___ Records to process

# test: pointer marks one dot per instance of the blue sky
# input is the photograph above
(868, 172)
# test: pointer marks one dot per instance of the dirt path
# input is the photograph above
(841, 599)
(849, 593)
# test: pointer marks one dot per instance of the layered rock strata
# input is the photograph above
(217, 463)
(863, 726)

______
___ Records to process

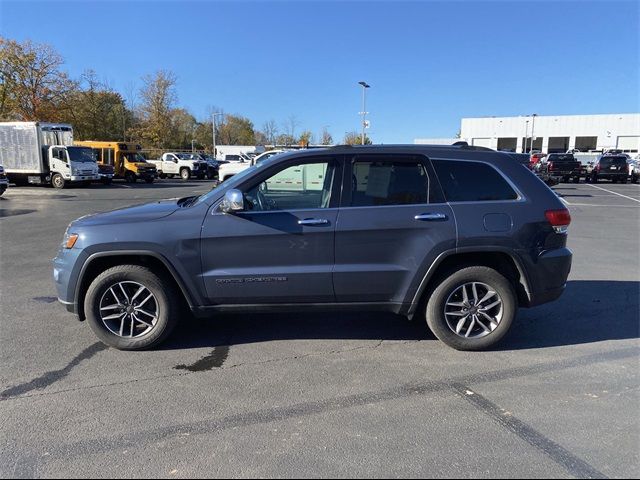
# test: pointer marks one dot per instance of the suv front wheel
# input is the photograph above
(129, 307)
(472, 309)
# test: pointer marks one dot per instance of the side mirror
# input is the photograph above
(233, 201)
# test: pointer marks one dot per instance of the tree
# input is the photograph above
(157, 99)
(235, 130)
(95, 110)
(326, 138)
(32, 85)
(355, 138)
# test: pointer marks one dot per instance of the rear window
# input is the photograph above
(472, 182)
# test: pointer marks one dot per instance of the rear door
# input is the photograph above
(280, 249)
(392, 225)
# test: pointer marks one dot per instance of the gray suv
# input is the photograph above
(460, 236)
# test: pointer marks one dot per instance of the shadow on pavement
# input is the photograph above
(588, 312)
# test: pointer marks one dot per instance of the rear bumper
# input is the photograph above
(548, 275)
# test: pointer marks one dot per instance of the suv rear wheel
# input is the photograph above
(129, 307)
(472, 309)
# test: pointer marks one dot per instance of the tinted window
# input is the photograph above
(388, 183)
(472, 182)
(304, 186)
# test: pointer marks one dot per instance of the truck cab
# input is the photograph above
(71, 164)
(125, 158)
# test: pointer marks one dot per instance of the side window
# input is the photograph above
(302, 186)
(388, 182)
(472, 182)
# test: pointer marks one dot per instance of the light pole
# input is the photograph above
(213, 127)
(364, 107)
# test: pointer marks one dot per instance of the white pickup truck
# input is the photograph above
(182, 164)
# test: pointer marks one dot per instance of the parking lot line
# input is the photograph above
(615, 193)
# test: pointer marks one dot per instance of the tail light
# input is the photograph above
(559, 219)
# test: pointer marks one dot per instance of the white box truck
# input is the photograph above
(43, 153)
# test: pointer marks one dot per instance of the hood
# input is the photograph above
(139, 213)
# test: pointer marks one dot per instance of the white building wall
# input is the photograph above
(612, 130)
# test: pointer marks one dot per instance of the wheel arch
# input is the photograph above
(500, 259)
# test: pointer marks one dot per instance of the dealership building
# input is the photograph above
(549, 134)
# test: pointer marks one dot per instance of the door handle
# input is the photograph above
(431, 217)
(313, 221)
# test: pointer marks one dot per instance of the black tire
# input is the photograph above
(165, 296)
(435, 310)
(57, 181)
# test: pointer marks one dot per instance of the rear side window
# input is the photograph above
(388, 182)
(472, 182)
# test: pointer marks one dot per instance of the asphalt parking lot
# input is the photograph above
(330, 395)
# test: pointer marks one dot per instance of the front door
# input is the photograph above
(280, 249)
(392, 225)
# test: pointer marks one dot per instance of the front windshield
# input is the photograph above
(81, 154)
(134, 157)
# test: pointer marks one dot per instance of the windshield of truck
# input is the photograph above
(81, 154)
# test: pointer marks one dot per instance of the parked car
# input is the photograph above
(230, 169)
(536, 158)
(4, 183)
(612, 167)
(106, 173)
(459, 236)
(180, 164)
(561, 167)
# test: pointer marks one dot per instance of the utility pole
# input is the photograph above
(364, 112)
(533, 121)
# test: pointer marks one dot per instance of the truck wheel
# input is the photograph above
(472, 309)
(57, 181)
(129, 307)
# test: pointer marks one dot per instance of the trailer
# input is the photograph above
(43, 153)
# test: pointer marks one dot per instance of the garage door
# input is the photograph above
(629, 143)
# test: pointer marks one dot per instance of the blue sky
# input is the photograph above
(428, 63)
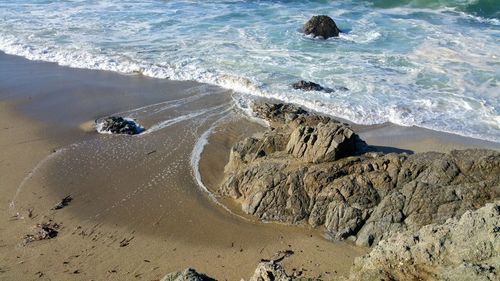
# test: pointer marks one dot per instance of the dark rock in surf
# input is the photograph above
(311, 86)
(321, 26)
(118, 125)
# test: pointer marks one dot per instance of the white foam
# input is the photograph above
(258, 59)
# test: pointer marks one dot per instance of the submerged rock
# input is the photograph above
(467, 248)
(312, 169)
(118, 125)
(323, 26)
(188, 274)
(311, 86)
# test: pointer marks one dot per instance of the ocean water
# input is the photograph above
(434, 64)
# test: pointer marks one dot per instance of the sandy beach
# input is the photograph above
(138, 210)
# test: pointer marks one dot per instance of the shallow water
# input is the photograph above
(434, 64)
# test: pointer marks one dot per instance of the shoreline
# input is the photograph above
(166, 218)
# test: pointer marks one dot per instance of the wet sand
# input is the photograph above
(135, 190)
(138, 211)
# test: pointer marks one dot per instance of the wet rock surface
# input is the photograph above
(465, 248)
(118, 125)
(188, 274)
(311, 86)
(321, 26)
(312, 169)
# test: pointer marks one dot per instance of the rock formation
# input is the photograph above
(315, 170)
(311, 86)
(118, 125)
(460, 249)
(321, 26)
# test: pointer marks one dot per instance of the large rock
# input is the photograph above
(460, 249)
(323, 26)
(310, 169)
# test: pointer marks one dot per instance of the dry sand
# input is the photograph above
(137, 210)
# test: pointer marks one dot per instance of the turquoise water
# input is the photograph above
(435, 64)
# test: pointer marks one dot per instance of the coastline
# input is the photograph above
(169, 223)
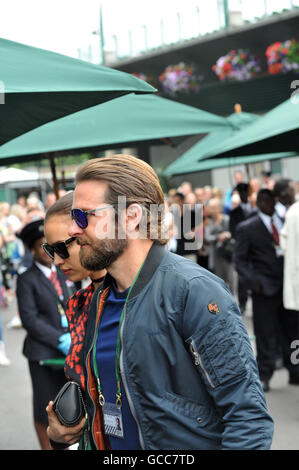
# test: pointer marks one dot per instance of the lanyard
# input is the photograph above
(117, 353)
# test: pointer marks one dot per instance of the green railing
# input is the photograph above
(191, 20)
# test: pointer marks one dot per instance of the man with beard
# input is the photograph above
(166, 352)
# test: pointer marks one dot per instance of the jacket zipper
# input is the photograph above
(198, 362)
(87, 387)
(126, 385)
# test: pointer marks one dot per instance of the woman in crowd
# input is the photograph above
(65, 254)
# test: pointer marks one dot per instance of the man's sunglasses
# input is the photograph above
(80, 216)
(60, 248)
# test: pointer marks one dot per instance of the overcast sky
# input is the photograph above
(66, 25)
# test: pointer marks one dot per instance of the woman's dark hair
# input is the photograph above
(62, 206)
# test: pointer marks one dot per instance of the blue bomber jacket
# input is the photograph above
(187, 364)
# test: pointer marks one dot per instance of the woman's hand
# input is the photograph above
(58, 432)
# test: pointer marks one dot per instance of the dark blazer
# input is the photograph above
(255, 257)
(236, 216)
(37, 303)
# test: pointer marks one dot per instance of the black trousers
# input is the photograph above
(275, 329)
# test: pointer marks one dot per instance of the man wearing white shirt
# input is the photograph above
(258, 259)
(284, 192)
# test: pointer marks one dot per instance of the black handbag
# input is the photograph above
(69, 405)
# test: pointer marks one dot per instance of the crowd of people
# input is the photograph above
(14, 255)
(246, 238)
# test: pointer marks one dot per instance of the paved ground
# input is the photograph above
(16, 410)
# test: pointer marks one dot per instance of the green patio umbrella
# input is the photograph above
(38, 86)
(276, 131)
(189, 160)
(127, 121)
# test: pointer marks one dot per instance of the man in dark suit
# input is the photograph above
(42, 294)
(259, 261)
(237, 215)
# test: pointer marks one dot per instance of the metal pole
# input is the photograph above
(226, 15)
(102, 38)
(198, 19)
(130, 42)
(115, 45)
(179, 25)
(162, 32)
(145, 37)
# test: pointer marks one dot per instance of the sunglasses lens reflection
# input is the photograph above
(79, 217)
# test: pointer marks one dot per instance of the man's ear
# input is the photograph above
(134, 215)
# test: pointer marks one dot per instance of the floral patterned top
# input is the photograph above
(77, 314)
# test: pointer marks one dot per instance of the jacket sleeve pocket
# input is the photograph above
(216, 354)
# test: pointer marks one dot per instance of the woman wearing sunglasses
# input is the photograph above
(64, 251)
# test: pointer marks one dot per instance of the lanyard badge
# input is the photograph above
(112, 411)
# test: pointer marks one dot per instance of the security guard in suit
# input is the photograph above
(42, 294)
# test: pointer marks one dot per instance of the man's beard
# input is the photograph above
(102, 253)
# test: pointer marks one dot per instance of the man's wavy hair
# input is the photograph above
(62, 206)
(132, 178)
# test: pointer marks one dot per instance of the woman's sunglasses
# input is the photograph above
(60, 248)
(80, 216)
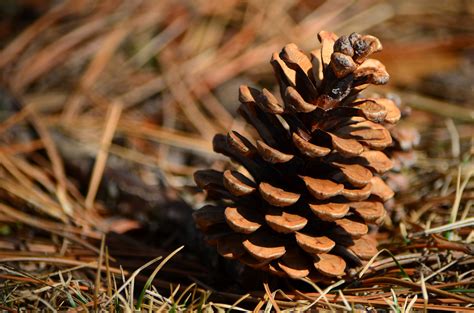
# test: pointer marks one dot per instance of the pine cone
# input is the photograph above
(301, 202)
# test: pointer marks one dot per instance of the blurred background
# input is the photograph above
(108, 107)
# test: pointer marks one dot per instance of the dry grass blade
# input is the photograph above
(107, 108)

______

- [Problem to solve]: List every line of the records above that contains the word "window", copying each such line in full. Case counts when matching.

- [Exercise answer]:
# test: pointer marks one dot per instance of the rear window
# test: pointer marks one dot per instance of the tinted window
# test: pointer marks one dot per instance of the side window
# test: pointer marks one dot per instance of the rear side window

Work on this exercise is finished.